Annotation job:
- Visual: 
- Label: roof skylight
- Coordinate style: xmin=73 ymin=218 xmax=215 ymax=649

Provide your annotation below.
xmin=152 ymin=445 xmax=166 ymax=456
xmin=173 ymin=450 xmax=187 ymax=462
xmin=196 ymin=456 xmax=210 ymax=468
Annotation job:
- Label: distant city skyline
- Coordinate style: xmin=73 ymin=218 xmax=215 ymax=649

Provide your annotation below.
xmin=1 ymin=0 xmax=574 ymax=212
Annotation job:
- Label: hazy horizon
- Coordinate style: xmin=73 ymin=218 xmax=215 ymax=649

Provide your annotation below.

§ §

*What is needed*: All that is needed is the material, repeated exactly.

*Response to this exercise*:
Annotation job:
- Visual: 
- Label: roof skylight
- Coordinate style: xmin=73 ymin=218 xmax=215 ymax=649

Provide your annotation below.
xmin=152 ymin=445 xmax=166 ymax=456
xmin=173 ymin=450 xmax=187 ymax=462
xmin=196 ymin=456 xmax=210 ymax=468
Annotation job:
- Label: distant city skyline
- Coordinate style: xmin=73 ymin=218 xmax=215 ymax=649

Provide your annotation below.
xmin=1 ymin=0 xmax=574 ymax=212
Annotation job:
- Label: hazy horizon
- Coordinate style: xmin=73 ymin=218 xmax=215 ymax=649

Provide your annotation below.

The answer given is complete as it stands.